- _WRITTEN TASK_
Update the listing below by replacing every "Identify a point" with "Mark one point" and leaving everything else unchanged. Omit the pictures from your answer.

- _DATA FOR PROCESSING_
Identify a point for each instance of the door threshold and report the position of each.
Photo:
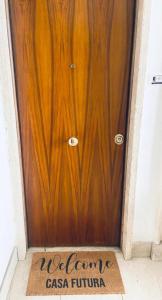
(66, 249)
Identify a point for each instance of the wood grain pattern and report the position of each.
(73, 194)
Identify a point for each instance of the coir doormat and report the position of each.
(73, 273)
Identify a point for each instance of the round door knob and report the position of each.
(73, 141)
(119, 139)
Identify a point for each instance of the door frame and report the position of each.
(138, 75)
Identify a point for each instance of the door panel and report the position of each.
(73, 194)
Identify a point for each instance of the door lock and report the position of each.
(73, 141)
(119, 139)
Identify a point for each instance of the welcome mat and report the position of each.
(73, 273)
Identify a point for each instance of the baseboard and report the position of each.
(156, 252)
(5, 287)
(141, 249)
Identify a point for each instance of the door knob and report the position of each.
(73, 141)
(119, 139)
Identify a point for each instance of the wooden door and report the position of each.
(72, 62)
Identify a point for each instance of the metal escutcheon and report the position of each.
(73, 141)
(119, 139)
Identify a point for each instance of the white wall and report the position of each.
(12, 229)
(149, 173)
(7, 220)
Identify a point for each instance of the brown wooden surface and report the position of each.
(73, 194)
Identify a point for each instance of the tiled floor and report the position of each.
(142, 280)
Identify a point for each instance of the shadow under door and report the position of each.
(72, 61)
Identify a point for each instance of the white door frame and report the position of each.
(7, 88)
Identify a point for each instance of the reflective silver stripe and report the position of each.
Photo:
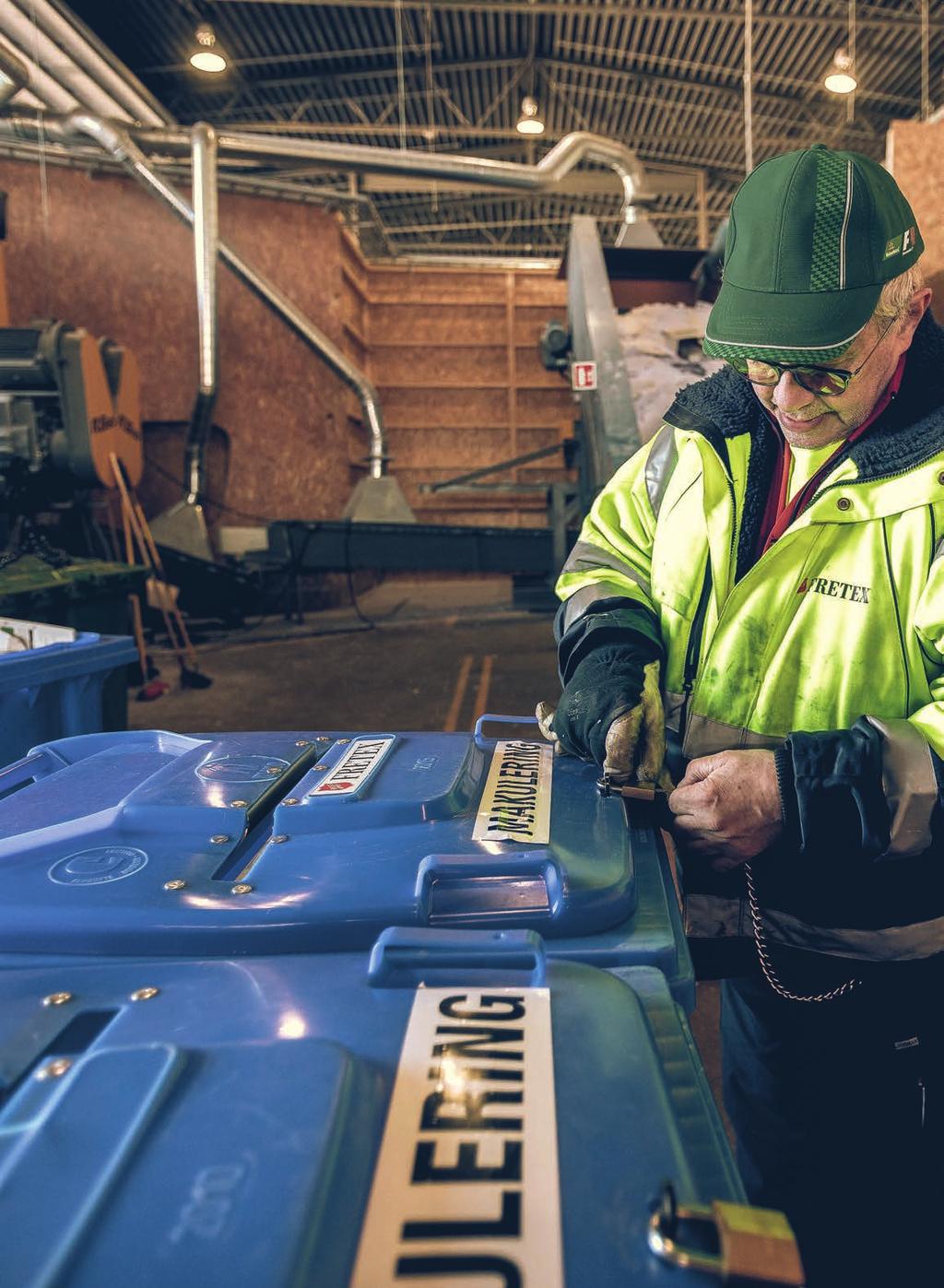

- _EXERCISE ANSWER_
Mark one point for each instance of the door threshold and report the position of each.
Photo:
(66, 249)
Mark one point for each instance of the wood grain pattern and report the position of each.
(73, 194)
Mark one point for each instance of the coir doormat and report the position of each.
(73, 273)
Mark one point for each instance of the round door knob and report the position of each.
(73, 141)
(119, 139)
Mark one point for each instance of the door frame and report the position of each.
(138, 75)
Mark one point for each instance of the door panel and report the position of each.
(73, 194)
Mark one point for each instance of the door lock and report the position of each.
(73, 141)
(119, 139)
Mark one point for each instance of the welcome mat and report the position of each.
(73, 273)
Mark one point for each instance of the baseboard and report the position of each.
(156, 252)
(5, 287)
(141, 249)
Mark one point for each instance of the door knob and report the position of each.
(73, 141)
(119, 139)
Mark one point for each instance of the wooden door and report the position of each.
(72, 62)
Mark one point for each instance of the metal escutcheon and report the position of each.
(73, 141)
(119, 139)
Mark one point for each instance of the white wall and report the position of each.
(12, 229)
(149, 173)
(7, 220)
Mark one point for each instance of the brown wooden surface and report the position of each.
(73, 194)
Mark one point for each instance of the tiled floor and report the position of each.
(142, 280)
Mark one point for each instance of the shadow under door and report the position of each.
(72, 61)
Mark one point for each instance of the white door frame and report the position of each.
(7, 88)
Mark one point for each instance of the reflective silver stripe and report the position of each.
Photo:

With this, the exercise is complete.